TEXT TO READ:

::::::::

Famed Musicians Weigh In on AI-Generated Music
With the very recent controversy surrounding the possible release of AI-generated recordings of deceased Small Faces and Humble Pie singer Steve Marriott, it has become apparent that a tipping point in the evolution of music has been reached and breached. As the old joke goes, the difference between a drum machine and a drummer is that you only need to punch the information into a drum machine once. But in the year 2024, could it be possible that overnight, computers might make redundant numerous people who have spent years studiously honing their craft in studios and on stages, lips raw from mouthpieces, fingers callused from being rammed against piano keys or pressed against strings, often for little pay?
With that in mind, I approached some professional musicians to gather their perspectives on this thorny issue. Quotes have been edited for clarity.
Ricky Warwick, former lead singer and rhythm guitarist for Thin Lizzy:
“[Artificial intelligence] is not going to affect me because I’m not going to change what I’ve been doing. I’ve been recording and playing the same way for thirty-five years. But I don’t object to change. Change is inevitable. It happens. [But] music is about playing from the soul, and the human spirit, that can never be replaced no matter what you try to replace it with, especially with this fuckin’ shit [that’s been out lately]. It’s soulless and it’s banal because people are using shortcuts and they’re using machines, and you don’t get the magic anymore.”
Steve Grantley, drummer for Stiff Little Fingers:
“I think [artificial intelligence] is going to change things beyond everybody’s comprehension. We don’t even know how drastically it will change right now. It will be beyond our comprehension. So, in the future, kids will go, ‘Oh, you know, people used to write songs. Not machines. Don’t you know that was written by a man?!’ It will be beyond our comprehension how much it takes over…I think that if people can make money off of [AI-generated recordings of dead artists], they’ll do it. It will be completely financial. I think there’s going to be films with Marilyn Monroe, Steve McQueen and Bruce Lee all in the same film. [The producers] will just have to contact their estates and they’ll make these films and you’ll feel like you’re watching Marilyn Monroe and Bruce Lee in the same film, people will accept it, and it will change everything beyond belief. Once the human touch has been taken out of the equation for say, fifty or sixty years, kids and people won’t care anymore. It’s a bit like when we all rode around on horses, you know, and then suddenly, the car comes along, and all those people that used to shoe the horses and all that stuff, they were all put out of work. And all of the factories that had people spraying cars and stuff, they all got sacked and now computers do it. It’s just the future and you can’t stop it. The genie’s out of the bottle and you can’t put it back.”

::::::::

Data entries:
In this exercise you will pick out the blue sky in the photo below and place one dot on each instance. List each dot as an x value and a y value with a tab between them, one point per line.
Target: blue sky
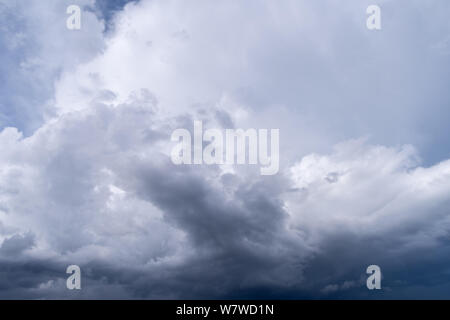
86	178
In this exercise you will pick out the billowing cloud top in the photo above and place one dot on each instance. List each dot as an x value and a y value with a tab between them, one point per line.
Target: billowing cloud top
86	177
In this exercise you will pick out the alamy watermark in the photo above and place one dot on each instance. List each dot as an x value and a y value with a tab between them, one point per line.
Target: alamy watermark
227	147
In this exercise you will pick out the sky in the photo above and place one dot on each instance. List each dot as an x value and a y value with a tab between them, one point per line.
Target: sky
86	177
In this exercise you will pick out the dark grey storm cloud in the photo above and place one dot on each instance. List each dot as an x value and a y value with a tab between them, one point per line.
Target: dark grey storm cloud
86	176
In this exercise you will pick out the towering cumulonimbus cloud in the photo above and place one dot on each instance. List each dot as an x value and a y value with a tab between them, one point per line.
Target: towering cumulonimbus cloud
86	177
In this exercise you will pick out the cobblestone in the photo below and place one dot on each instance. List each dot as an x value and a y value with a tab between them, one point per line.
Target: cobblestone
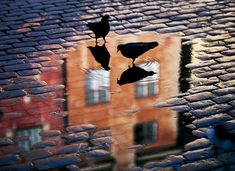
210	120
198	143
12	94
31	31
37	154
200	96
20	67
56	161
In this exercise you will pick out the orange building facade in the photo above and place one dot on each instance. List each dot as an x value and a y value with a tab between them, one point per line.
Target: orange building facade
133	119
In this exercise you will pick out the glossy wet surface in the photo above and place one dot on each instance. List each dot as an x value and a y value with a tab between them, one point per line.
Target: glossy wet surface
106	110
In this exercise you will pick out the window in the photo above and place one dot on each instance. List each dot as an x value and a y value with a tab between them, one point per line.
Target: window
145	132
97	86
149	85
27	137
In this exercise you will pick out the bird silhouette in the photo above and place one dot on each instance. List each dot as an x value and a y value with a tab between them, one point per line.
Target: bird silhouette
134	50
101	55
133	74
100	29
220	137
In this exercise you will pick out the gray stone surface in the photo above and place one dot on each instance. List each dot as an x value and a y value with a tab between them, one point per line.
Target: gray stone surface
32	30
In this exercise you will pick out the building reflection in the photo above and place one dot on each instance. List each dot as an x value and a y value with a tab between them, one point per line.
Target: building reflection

::::::::

TASKS FOR THIS EXERCISE:
**A)** In the article on AI-generated music, how many years does Ricky Warwick say he has been recording and playing the same way?
**B)** Revise the article on AI-generated music from "Famed Musicians Weigh" to "for little pay?", inclusive, putting "sampler" wherever "drum machine" appears.
**C)** Pick up the article on AI-generated music after its final sentence and keep writing.

THE RESPONSES:
**A)** Thirty-five years.

**B)**
Famed Musicians Weigh In on AI-Generated Music
With the very recent controversy surrounding the possible release of AI-generated recordings of deceased Small Faces and Humble Pie singer Steve Marriott, it has become apparent that a tipping point in the evolution of music has been reached and breached. As the old joke goes, the difference between a sampler and a drummer is that you only need to punch the information into a sampler once. But in the year 2024, could it be possible that overnight, computers might make redundant numerous people who have spent years studiously honing their craft in studios and on stages, lips raw from mouthpieces, fingers callused from being rammed against piano keys or pressed against strings, often for little pay?

**C)**
Ian McCallum, rhythm guitarist for Stiff Little Fingers:
“Music’s already fucked up enough with computers and shit. It doesn’t really matter. People don’t… Music doesn’t really exist anymore. There’s no such thing as fuckin’ people with acoustic guitars fuckin’ writin’ songs. It doesn’t much matter. We all use technology to some extent. But AI is like something that fuckin’ takes it away from bein’ anything.”
Chris Wilson, former singer and guitarist for the Flamin’ Groovies:
“Holy Hannah, don’t get me started on AI! They done screwed the pooch on that one. There are many telltale signs when you hear or see an A-UN-I as I call ‘em. The dead eyes, when they speak words that are spelled the same but different meanings and pronunciations! They can’t do it. It’s the end of the world as we know it. Music will probably be one of the first casualties. It’s going down in flames already, and the FLAMES AIN’T GROOVY!”
Ted Falconi, guitarist for Flipper:
“A computer doesn’t play itself. Someone has to set the program up. So it would be ‘so n so’ played by ‘so n so’ whether a computer or a person…If the [AI-generated] recording [of a deceased artist] goes into the dollar bin or sells gold, only time will tell. I would imagaine that a lot of [Steve Marriott’s family, colleagues and contemporaries] were more concerned that a computer would co-opt the original music and not be an interpretation of the music.”
Ricky Maymi, musician and producer:
“Ain’t no amount of AI gonna bring you anything like Melvin van Peebles or Johnny Guitar Watson. I suppose I’d have to hear the results, but I reckon it’s in fairly poor taste [to use AI to generate new recordings of dead artists] on the whole. Don’t you? I don’t need to hear fake John Lennon. Maybe some cyborg might in a hundred years though. Who cares? Ha!”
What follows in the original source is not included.